INSTRUCTIONS FOR THE TASK: The expected output is every record below, transcribed exactly, with the pictures left out.

Point-per-instance localization data:
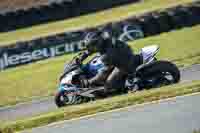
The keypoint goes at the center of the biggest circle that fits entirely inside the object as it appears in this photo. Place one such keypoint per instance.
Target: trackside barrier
(55, 11)
(130, 29)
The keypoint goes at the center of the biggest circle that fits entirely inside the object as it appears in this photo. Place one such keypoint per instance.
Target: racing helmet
(94, 40)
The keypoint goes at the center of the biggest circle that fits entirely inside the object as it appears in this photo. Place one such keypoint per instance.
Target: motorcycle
(151, 73)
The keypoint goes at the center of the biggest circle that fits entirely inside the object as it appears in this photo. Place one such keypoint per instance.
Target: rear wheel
(61, 99)
(159, 73)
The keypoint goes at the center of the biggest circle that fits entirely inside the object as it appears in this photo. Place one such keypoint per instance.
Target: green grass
(91, 20)
(101, 106)
(40, 79)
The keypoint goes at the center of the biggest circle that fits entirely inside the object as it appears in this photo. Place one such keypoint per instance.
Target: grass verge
(95, 19)
(40, 79)
(102, 105)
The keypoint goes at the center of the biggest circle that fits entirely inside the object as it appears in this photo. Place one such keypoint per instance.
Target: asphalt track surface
(43, 106)
(180, 115)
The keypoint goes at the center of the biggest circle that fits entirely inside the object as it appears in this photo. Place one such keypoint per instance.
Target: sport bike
(151, 73)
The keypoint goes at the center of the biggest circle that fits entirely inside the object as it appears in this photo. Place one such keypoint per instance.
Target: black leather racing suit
(118, 56)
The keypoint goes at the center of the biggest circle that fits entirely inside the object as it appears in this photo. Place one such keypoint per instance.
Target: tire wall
(55, 11)
(148, 24)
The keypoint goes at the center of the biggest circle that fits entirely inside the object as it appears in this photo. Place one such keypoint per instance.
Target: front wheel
(159, 73)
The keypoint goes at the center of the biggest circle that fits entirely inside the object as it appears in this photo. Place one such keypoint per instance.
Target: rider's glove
(84, 83)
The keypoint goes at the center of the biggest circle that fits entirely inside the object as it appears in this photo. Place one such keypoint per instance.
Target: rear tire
(160, 69)
(58, 101)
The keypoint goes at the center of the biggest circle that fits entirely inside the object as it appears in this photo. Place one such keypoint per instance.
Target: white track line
(121, 109)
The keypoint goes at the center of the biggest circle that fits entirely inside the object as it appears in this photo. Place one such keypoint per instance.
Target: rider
(117, 57)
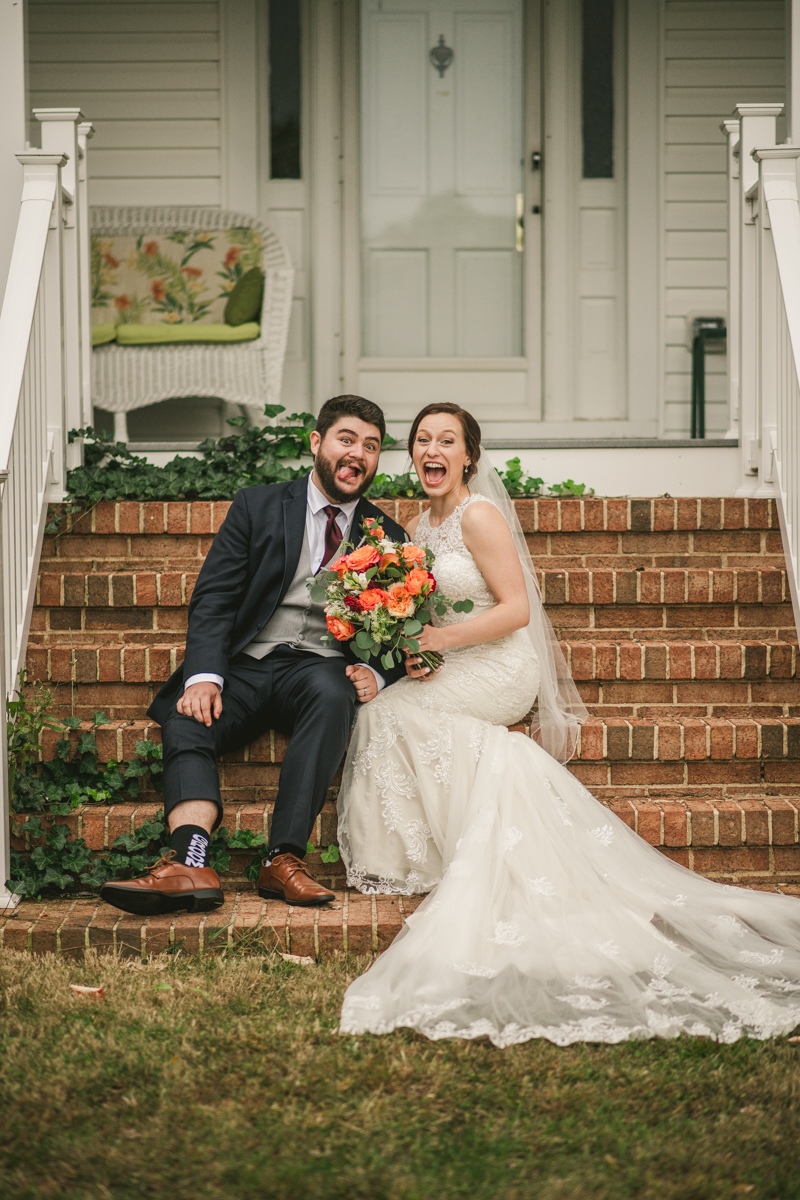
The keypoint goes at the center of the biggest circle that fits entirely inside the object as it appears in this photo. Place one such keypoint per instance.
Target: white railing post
(85, 131)
(756, 127)
(60, 135)
(31, 426)
(781, 345)
(731, 130)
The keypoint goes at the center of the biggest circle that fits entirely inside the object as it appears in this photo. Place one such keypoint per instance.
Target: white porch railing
(777, 216)
(43, 388)
(764, 318)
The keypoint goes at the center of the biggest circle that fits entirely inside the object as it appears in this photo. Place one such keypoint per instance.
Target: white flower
(417, 834)
(749, 982)
(513, 835)
(764, 960)
(475, 969)
(584, 1002)
(541, 887)
(603, 834)
(733, 924)
(590, 982)
(507, 934)
(611, 949)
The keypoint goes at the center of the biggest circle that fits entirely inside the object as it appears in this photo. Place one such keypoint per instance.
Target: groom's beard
(326, 469)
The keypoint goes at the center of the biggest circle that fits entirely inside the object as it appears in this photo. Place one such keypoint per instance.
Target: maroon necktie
(332, 533)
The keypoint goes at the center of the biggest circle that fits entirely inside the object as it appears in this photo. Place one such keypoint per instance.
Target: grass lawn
(226, 1078)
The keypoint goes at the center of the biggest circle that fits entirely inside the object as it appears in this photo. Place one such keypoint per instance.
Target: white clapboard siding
(716, 54)
(148, 76)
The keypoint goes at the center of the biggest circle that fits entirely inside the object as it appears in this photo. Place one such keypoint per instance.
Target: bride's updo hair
(469, 427)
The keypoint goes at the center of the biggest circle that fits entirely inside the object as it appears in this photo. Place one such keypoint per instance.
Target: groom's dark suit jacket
(245, 577)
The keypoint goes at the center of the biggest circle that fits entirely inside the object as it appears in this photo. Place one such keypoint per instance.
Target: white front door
(441, 201)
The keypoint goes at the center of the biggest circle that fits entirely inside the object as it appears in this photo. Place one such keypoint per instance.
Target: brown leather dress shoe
(287, 879)
(167, 887)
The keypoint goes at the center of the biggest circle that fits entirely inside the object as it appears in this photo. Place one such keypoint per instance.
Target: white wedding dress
(547, 916)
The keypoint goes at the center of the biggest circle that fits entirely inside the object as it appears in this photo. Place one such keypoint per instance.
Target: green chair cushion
(245, 300)
(152, 335)
(102, 334)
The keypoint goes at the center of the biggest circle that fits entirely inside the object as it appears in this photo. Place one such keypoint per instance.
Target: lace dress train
(547, 916)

TASK RESULT:
The keypoint goes at the center of the biggest circle that fits entirely inside the object as it appears in this photo. Place one such keypoint per instance.
Target: trackside barrier
(55, 11)
(130, 29)
The keypoint goes at the center of the biggest circle that fits entirely inside the object as it appears in this photo. Place one such keypoint per instance.
Target: racing helmet
(94, 40)
The keypoint goes at the center of the biggest circle that fits entirely inside the object as it appears in this photo. Place one such keypoint per instance.
Target: motorcycle
(151, 73)
The keypoint goes at the center of the biggest circle that fits entirely inside the object as it appears in this photo. Place one such keypoint per instance.
Target: rear wheel
(61, 99)
(159, 73)
The keypoint goes at the center of the biggest circle that fits entirely inside the object as it appears in this photo. Place one such keypoint per instance.
Target: green grass
(91, 20)
(101, 106)
(40, 79)
The keypoint goes at the center of the biggest circle that fits entirely inside the object as it appears in this photo. Place one such keypoint per instance.
Target: grass verge
(95, 19)
(40, 79)
(102, 105)
The keypoint goes at the center of the biggest circle that fits entirely inside the object as it appears in this photo. Place one such keypoint per instance.
Target: asphalt track surface
(43, 106)
(180, 115)
The keypoint goes at the center of the biggest circle that fits entirely inside the object as it appears in this photo. Place one such keypoint per instance.
Target: sport bike
(151, 73)
The keypoint goes at the center of the biggest circle that fits entirely inside the object as it appears in this photo. Place one such keypoint per instance.
Target: black leather racing suit
(118, 56)
The keypoint goes at the center of the biggest circle that fits entirely inside the object as it appears in this photo. Place one such keypoint per instance.
Target: tire wall
(55, 11)
(148, 24)
The keypoint goes at the center of the biggest circle that fits entirely inside the object as it appears in this photo. Place one such keypoint per instance.
Target: front wheel
(159, 73)
The keypoint goes at the center of the biggest circle that fits entirely inside the object as it appears in this photo. Place one such keypoint per instance.
Target: rider's glove
(84, 83)
The keypoint goes at the center of the biggest circle that fits entirely inside the object as it appears in this photo. Place one such keypoint per instance.
Target: rear tire
(160, 69)
(58, 101)
The keypoint goes at the center of the biggest circle that fits entirely inside the object as it appears in this photo. Place one such keypoint per instance.
Target: white track line
(121, 109)
The keypoint goes at the center of the biggest circle that fits entirely inside the object as it appears in this photo. Place one such keypoint per instance.
Target: rider
(117, 57)
The keypoint goes at the center of the biggest circle that fits entirely inside the object as it appears in this photo. Place one such keypoint per instance.
Target: white railing post
(85, 131)
(756, 127)
(60, 135)
(31, 426)
(781, 345)
(731, 130)
The keypoint goes at the center of the biggest circle that fits entirely inside the object as it appears in this photo. Place one such keypoint per instance.
Target: white porch railing
(777, 216)
(43, 388)
(764, 318)
The keypoint goes at the center of the biggest circle that fits entirely inside the object as it appears in this photo. Place one such keypoint per instance.
Target: white flower
(417, 834)
(749, 982)
(513, 835)
(764, 960)
(475, 969)
(584, 1002)
(541, 887)
(603, 834)
(733, 924)
(590, 982)
(507, 934)
(611, 949)
The keypoint goes at the center of the biggest circle that fits entirely inside the object as it appears in this photo. Place one such keypoint per instance.
Target: groom's beard
(326, 469)
The keypoint goes at the center of the biggest circle that fits entirely inside the object as it appears in this photo. Place one such keypoint per instance.
Target: maroon necktie
(332, 533)
The keypoint goes at the center of the biggest circle that fits entirely inside the object as it appears in this photo. Place one such keypoint per instance.
Target: grass lawn
(226, 1078)
The keypoint goes at the center of the biggest circle that fits entirely inside the object as it appears in this photo. Place one such keypoint per instance.
Target: white clapboard siding
(716, 54)
(148, 76)
The keypoint goes at the center of the biggest circle that fits entirely inside the object as it appears in this photo. Place one such keypoint per instance.
Target: bride's updo hair
(469, 427)
The keypoint goes at the center of the biggest circle that fits entirely inside the object as it appears in this photo. Place one such keypoint per instance.
Target: groom's dark suit jacket
(245, 577)
The keypoint goes at the center of the biggest circle that fits entirely inside the object as it appears in this photo. Place one such keypoint per instance.
Target: white front door
(441, 201)
The keypoint goes at the center of the biggest circle that fits entirely inside the object as it appears in this photo. Place one such keypoint per instance.
Target: brown leather dress shoe
(287, 879)
(167, 887)
The keypoint goes at the center of the biggest circle that fits entirely inside the object as it appears in this photo. Place one such keypoint per instance.
Target: white wedding dress
(547, 916)
The keypoint goes at the center of the biggest circle that fits entirely inside the object as it appears in this photo. Place one such keypoint per instance.
Target: green chair cushion
(245, 300)
(152, 335)
(102, 334)
The keypoint goes at the center of the biggest circle that fits entirely inside the object as it appears in this photo. Place one such keypoint per instance.
Target: lace dress train
(547, 916)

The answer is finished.